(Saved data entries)
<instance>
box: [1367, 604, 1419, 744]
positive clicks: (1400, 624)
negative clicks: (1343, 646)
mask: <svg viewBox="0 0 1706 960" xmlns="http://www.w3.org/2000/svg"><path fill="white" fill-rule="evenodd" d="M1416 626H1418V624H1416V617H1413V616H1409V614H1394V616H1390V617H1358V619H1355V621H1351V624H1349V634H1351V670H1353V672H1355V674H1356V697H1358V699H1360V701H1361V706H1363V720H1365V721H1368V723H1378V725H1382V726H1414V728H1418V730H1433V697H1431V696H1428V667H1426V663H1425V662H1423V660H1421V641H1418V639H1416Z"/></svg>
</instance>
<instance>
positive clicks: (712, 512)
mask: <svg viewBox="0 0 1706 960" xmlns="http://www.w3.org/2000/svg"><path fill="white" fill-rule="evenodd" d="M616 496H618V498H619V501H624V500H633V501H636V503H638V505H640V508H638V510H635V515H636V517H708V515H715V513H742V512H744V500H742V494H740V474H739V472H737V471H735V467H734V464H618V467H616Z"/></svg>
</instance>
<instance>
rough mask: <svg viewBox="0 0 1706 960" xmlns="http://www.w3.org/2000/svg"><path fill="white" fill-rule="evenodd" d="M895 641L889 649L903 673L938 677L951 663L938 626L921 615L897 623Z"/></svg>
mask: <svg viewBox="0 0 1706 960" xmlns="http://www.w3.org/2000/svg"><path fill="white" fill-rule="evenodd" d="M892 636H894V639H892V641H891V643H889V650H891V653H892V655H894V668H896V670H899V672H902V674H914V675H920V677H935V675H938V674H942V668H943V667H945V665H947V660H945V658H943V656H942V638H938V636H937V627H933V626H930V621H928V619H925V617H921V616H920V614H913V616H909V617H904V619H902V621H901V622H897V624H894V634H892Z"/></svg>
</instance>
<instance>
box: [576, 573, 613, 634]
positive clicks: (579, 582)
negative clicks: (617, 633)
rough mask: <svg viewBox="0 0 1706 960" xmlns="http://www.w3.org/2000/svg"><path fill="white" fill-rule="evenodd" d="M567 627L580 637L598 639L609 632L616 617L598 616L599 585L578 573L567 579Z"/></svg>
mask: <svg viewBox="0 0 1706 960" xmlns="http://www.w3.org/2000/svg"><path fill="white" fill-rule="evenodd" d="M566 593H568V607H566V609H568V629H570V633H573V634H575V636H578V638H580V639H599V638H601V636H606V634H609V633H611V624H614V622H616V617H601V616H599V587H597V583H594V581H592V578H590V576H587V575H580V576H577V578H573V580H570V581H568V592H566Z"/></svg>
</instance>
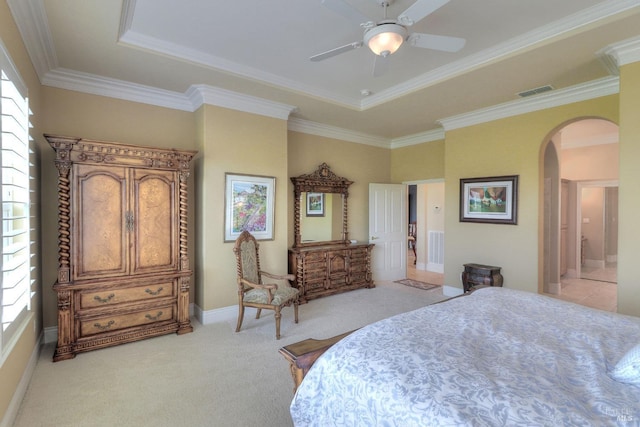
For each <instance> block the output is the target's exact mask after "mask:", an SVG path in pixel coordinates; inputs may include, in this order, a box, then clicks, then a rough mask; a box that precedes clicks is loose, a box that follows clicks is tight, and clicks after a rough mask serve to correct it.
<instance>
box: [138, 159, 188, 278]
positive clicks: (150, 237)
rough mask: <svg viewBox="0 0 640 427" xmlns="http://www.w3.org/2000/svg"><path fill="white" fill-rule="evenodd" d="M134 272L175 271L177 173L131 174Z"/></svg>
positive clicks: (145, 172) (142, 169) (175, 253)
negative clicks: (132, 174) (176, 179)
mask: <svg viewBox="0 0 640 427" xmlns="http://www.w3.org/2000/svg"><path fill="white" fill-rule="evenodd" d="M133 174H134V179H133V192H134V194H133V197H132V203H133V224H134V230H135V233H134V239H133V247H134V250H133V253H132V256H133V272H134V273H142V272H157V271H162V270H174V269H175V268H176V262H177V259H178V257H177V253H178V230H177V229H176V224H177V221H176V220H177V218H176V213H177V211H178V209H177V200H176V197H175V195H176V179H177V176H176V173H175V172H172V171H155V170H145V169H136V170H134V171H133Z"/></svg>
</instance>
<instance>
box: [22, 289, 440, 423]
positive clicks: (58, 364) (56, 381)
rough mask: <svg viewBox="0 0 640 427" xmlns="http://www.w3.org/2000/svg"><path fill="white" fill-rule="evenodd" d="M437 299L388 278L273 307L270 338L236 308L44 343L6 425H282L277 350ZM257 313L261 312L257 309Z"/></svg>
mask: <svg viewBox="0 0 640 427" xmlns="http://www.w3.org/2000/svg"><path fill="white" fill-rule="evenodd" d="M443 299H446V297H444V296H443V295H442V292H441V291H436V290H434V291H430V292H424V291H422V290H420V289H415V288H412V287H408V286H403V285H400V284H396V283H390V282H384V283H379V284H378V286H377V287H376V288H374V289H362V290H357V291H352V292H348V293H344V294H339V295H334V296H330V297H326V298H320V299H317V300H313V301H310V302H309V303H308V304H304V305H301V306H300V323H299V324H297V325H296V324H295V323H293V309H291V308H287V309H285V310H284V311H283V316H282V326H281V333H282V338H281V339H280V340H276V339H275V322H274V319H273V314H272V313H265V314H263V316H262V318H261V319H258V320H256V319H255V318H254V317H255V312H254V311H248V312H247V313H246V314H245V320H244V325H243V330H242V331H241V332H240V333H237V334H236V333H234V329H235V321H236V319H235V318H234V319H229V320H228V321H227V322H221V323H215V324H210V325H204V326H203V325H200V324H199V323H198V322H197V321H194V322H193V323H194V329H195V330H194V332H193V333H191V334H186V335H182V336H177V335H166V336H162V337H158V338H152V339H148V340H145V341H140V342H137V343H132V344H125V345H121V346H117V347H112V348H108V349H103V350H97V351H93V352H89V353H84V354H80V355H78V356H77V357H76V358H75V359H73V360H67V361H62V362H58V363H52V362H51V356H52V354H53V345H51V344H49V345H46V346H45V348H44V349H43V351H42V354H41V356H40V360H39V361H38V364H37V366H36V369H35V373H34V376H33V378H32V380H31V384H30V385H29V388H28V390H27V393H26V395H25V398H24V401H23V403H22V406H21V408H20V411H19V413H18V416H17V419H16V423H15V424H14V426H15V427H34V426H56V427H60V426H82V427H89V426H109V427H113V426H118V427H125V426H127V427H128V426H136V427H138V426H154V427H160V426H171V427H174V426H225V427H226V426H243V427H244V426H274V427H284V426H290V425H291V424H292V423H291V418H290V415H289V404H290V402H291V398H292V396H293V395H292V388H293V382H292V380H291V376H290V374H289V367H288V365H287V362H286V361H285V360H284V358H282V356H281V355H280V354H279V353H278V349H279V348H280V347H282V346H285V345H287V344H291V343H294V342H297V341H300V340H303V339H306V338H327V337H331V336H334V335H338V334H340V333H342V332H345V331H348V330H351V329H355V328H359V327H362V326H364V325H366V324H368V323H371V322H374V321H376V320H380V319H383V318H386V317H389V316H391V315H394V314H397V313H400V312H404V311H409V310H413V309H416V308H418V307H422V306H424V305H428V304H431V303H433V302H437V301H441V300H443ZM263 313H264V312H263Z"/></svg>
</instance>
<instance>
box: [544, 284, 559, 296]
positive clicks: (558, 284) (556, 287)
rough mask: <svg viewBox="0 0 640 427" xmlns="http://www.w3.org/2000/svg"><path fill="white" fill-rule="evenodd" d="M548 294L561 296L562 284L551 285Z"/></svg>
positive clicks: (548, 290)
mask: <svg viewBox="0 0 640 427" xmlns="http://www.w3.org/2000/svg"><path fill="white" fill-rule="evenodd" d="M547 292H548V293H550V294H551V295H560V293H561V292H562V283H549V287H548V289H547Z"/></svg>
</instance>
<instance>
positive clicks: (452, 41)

--

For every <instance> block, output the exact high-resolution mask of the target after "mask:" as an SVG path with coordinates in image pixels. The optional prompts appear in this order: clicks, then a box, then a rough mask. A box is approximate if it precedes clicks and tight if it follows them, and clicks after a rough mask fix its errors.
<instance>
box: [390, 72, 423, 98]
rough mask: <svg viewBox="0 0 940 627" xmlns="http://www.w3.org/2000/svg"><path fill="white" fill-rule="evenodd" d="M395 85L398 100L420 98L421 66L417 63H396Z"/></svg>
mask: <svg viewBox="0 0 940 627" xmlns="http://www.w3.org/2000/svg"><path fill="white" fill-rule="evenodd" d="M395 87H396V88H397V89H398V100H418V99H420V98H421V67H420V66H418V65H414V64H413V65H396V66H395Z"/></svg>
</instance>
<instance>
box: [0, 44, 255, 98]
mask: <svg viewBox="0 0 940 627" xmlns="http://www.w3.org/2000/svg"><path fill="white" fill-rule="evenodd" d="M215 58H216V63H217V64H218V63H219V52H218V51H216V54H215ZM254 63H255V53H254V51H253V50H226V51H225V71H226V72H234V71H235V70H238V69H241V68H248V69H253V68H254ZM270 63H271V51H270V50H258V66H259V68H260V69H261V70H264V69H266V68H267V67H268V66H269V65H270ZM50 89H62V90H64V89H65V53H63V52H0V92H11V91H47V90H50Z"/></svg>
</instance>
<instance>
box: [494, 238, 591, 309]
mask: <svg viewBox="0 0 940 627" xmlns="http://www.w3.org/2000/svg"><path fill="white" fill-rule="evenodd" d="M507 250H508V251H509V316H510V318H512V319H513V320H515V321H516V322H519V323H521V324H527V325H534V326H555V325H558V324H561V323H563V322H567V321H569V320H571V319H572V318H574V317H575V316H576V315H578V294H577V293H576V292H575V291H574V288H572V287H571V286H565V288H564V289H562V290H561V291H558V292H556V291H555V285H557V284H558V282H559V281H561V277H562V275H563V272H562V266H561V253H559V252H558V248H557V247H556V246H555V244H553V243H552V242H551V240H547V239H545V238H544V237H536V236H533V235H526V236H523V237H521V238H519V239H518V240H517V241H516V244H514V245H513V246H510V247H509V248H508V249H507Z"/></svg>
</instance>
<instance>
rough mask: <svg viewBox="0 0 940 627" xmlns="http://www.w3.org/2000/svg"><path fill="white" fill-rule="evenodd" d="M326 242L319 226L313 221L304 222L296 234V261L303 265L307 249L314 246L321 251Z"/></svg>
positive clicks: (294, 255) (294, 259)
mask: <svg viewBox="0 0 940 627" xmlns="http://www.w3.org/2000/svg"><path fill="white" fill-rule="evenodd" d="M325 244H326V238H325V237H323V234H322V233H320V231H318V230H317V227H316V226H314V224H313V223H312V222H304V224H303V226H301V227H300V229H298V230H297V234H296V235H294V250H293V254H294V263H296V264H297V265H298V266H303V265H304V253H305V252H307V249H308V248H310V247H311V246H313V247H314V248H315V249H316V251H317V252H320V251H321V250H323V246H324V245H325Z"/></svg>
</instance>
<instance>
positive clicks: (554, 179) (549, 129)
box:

_WHAT THE EXERCISE ASKS_. Count how many lines of the data above contain the string "block", and give only the number.

_SOLUTION TO THIS TASK_. 2